#### WHAT IS REQUIRED:
Can you put every line of the records below into a Markdown table with two columns, "Row" for the row number and "Line" for the line itself, leaving out any blank lines?

==== ENTRIES PROVIDED

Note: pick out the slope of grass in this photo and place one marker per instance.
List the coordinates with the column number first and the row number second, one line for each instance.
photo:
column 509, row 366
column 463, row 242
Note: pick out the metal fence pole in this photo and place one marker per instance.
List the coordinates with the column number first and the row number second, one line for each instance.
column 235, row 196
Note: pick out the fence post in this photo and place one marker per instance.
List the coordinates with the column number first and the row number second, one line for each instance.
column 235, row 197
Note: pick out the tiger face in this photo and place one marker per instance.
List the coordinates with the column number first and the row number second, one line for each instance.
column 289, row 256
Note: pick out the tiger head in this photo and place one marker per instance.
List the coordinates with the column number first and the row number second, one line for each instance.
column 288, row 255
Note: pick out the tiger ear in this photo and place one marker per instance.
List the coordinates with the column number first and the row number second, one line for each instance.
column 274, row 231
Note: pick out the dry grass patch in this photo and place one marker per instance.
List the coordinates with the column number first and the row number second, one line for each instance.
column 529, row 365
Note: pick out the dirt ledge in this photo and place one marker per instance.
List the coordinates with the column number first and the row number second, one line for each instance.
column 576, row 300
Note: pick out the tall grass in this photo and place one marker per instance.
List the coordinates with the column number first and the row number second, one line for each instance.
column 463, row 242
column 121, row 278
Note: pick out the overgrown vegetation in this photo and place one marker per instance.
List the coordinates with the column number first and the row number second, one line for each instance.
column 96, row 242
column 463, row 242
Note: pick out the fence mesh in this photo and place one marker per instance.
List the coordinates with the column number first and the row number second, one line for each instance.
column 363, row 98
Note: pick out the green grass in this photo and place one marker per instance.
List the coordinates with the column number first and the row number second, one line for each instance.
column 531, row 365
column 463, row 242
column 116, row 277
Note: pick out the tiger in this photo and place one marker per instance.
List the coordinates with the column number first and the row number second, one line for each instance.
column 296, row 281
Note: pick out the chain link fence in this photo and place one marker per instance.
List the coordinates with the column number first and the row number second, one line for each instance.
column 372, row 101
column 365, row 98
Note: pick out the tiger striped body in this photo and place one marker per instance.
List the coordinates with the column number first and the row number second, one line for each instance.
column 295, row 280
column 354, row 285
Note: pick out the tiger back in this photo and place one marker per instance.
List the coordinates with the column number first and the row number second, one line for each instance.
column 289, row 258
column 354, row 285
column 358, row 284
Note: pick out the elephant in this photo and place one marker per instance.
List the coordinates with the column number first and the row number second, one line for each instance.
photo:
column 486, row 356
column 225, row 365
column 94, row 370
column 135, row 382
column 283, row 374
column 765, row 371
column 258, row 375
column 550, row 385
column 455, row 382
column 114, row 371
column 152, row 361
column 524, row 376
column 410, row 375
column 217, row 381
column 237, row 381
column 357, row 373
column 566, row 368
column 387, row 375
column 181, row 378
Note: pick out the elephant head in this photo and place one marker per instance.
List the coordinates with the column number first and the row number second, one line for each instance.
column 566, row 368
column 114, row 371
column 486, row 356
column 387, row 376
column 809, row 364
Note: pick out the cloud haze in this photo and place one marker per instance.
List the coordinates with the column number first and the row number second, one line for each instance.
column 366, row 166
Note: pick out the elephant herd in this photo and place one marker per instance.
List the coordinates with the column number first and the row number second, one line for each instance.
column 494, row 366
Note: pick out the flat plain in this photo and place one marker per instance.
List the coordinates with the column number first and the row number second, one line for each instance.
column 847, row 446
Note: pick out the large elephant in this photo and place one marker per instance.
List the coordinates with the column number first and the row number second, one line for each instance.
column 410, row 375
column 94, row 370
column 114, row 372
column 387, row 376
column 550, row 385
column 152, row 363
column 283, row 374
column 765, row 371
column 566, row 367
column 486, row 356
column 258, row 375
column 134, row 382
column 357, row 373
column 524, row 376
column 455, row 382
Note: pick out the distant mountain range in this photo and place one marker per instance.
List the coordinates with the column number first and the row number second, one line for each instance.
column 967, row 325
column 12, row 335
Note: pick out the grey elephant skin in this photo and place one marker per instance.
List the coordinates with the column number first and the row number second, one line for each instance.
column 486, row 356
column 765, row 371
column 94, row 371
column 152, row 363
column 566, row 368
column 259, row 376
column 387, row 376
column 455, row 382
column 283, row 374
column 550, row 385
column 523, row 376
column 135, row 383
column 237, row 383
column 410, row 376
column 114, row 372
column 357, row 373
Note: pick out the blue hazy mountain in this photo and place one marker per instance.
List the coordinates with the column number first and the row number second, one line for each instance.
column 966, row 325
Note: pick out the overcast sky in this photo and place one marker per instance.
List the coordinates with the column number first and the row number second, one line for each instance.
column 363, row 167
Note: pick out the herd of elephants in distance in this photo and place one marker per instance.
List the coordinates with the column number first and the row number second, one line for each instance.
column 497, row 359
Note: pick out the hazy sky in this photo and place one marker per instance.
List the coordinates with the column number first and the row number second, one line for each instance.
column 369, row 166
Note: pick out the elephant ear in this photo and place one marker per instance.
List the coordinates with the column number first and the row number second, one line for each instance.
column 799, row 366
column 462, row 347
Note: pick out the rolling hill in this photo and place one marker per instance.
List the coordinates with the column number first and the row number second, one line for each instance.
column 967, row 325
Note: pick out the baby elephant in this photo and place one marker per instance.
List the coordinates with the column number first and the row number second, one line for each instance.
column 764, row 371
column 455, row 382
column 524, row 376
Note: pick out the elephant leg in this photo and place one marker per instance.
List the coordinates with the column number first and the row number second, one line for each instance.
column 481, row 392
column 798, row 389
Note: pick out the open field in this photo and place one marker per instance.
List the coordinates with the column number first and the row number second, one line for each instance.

========

#### TASK ANSWER:
| Row | Line |
|---|---|
| 1 | Note: pick out the slope of grass in this photo and place one marker per instance. |
| 2 | List the coordinates with the column number first and the row number second, one line for each instance. |
| 3 | photo: |
| 4 | column 509, row 366 |
| 5 | column 463, row 242 |
| 6 | Note: pick out the metal fence pole in this photo and place one marker per instance. |
| 7 | List the coordinates with the column number first and the row number second, one line for each instance. |
| 8 | column 235, row 196 |
| 9 | Note: pick out the fence post in this photo and place one marker per instance. |
| 10 | List the coordinates with the column number first and the row number second, one line for each instance. |
| 11 | column 235, row 197 |
| 12 | Note: pick out the tiger face in this photo and place one marker per instance. |
| 13 | List the coordinates with the column number first and the row number second, one line for each instance. |
| 14 | column 289, row 256 |
| 15 | Note: pick out the tiger head in this photo and place one marker per instance. |
| 16 | List the coordinates with the column number first and the row number second, one line for each instance. |
| 17 | column 288, row 255 |
| 18 | Note: pick out the tiger ear in this photo and place one marker per instance. |
| 19 | List the coordinates with the column number first and the row number second, one line for each instance. |
| 20 | column 274, row 231 |
| 21 | Note: pick out the dry grass patch in this photo and place one marker per instance. |
| 22 | List the coordinates with the column number first and the row number second, one line for each instance. |
| 23 | column 529, row 365 |
| 24 | Note: pick out the dirt ledge in this photo and place one marker per instance. |
| 25 | List the coordinates with the column number first and the row number second, one line for each instance. |
| 26 | column 576, row 300 |
| 27 | Note: pick out the tall grass in this photo and place one marker per instance. |
| 28 | List the coordinates with the column number first and the row number second, one line for each instance. |
| 29 | column 463, row 242 |
| 30 | column 121, row 278 |
| 31 | Note: pick out the overgrown vegetation in this photo and place one marker per instance. |
| 32 | List the coordinates with the column number first and the row number second, one line for each instance. |
| 33 | column 96, row 242 |
| 34 | column 463, row 242 |
| 35 | Note: pick out the fence mesh in this photo and place one marker per instance. |
| 36 | List the coordinates with the column number first and the row number second, one line for each instance. |
| 37 | column 363, row 98 |
| 38 | Note: pick out the green grass in this photo and place one marker per instance. |
| 39 | List the coordinates with the column number first and the row number second, one line for each instance. |
| 40 | column 531, row 365 |
| 41 | column 463, row 242 |
| 42 | column 116, row 277 |
| 43 | Note: pick out the tiger in this photo and place one marker per instance. |
| 44 | List the coordinates with the column number first and the row number second, one line for each instance. |
| 45 | column 296, row 281 |
| 46 | Note: pick out the chain link fence in this photo and place one marker per instance. |
| 47 | List the coordinates with the column number first and the row number second, one line for each instance. |
| 48 | column 372, row 101 |
| 49 | column 365, row 98 |
| 50 | Note: pick out the tiger striped body in this photo and place one marker per instance. |
| 51 | List the coordinates with the column number first and the row number second, one line for each instance. |
| 52 | column 295, row 280 |
| 53 | column 354, row 285 |
| 54 | Note: pick out the tiger back in this photo and place one marker per instance. |
| 55 | List the coordinates with the column number first and the row number second, one line for each instance. |
| 56 | column 289, row 258 |
| 57 | column 354, row 285 |
| 58 | column 358, row 284 |
| 59 | Note: pick out the elephant in this photo and place one marker per instance. |
| 60 | List the coordinates with the column number first and the row number second, one line for each instance. |
| 61 | photo: |
| 62 | column 486, row 356 |
| 63 | column 225, row 365 |
| 64 | column 94, row 370 |
| 65 | column 135, row 382 |
| 66 | column 283, row 374 |
| 67 | column 765, row 371 |
| 68 | column 258, row 375 |
| 69 | column 550, row 385 |
| 70 | column 455, row 382 |
| 71 | column 114, row 371 |
| 72 | column 152, row 361 |
| 73 | column 524, row 376 |
| 74 | column 410, row 375 |
| 75 | column 217, row 381 |
| 76 | column 237, row 381 |
| 77 | column 357, row 373 |
| 78 | column 566, row 368 |
| 79 | column 387, row 375 |
| 80 | column 181, row 378 |
| 81 | Note: pick out the elephant head in this photo and place one marker per instance. |
| 82 | List the coordinates with the column number first and the row number second, one line for each instance. |
| 83 | column 566, row 368 |
| 84 | column 114, row 371 |
| 85 | column 486, row 356 |
| 86 | column 387, row 376 |
| 87 | column 809, row 364 |
| 88 | Note: pick out the cloud haze in this photo and place one marker per instance. |
| 89 | List the coordinates with the column number first and the row number second, one line for each instance. |
| 90 | column 366, row 166 |
| 91 | Note: pick out the elephant herd in this photo and place one marker per instance. |
| 92 | List the coordinates with the column number first and the row number second, one line for each instance. |
| 93 | column 494, row 366 |
| 94 | Note: pick out the flat plain in this photo and place one marker per instance. |
| 95 | List the coordinates with the column number first and the row number second, one line for each instance. |
| 96 | column 847, row 446 |
| 97 | Note: pick out the large elephant in this photo and place one marker per instance. |
| 98 | List the coordinates with the column number first and the row number second, one line for each instance. |
| 99 | column 410, row 375 |
| 100 | column 94, row 370 |
| 101 | column 114, row 372 |
| 102 | column 387, row 376 |
| 103 | column 550, row 385 |
| 104 | column 152, row 363 |
| 105 | column 283, row 374 |
| 106 | column 765, row 371 |
| 107 | column 566, row 367 |
| 108 | column 486, row 356 |
| 109 | column 258, row 375 |
| 110 | column 134, row 382 |
| 111 | column 357, row 373 |
| 112 | column 524, row 376 |
| 113 | column 455, row 382 |
| 114 | Note: pick out the distant mountain range in this photo and place one marker per instance. |
| 115 | List the coordinates with the column number first and the row number second, one line for each instance. |
| 116 | column 967, row 325 |
| 117 | column 12, row 335 |
| 118 | Note: pick out the grey elephant skin in this photo and place one marker per instance. |
| 119 | List the coordinates with the column number first and the row number second, one line for each instance. |
| 120 | column 486, row 356 |
| 121 | column 765, row 371 |
| 122 | column 94, row 371 |
| 123 | column 152, row 363 |
| 124 | column 566, row 368 |
| 125 | column 259, row 376 |
| 126 | column 387, row 376 |
| 127 | column 455, row 382 |
| 128 | column 283, row 374 |
| 129 | column 550, row 385 |
| 130 | column 523, row 376 |
| 131 | column 135, row 383 |
| 132 | column 237, row 383 |
| 133 | column 410, row 376 |
| 134 | column 114, row 372 |
| 135 | column 357, row 373 |
| 136 | Note: pick out the blue hazy mountain in this photo and place one marker per instance. |
| 137 | List the coordinates with the column number first and the row number second, one line for each instance. |
| 138 | column 966, row 325 |
| 139 | Note: pick out the overcast sky in this photo and place one marker per instance. |
| 140 | List the coordinates with the column number first and the row number second, one line for each instance. |
| 141 | column 363, row 167 |
| 142 | Note: pick out the herd of elephants in distance in this photo and place one marker per instance. |
| 143 | List the coordinates with the column number first and the row number second, one line for each instance. |
| 144 | column 497, row 359 |
| 145 | Note: pick out the hazy sky in this photo and place one marker per instance. |
| 146 | List the coordinates with the column number first and the row number second, one line for each instance. |
| 147 | column 369, row 166 |
| 148 | Note: pick out the elephant ear in this photo and place one marker per instance. |
| 149 | List the coordinates with the column number first and the row number second, one line for each instance. |
| 150 | column 799, row 366 |
| 151 | column 462, row 347 |
| 152 | Note: pick out the rolling hill in this photo and place one marker per instance. |
| 153 | List the coordinates with the column number first and the row number second, one line for each instance. |
| 154 | column 967, row 325 |
| 155 | Note: pick out the baby elephant in this photo and place one marker per instance. |
| 156 | List the coordinates with the column number first and the row number second, one line for each instance. |
| 157 | column 764, row 371 |
| 158 | column 455, row 382 |
| 159 | column 524, row 376 |
| 160 | Note: pick out the elephant leg in this photo and place one marker per instance. |
| 161 | List the coordinates with the column number first and the row number second, one line for each instance. |
| 162 | column 481, row 392 |
| 163 | column 798, row 389 |
| 164 | Note: pick out the open field in this photo and place one marker per instance. |
| 165 | List the coordinates with the column number first and the row number second, one line for each instance. |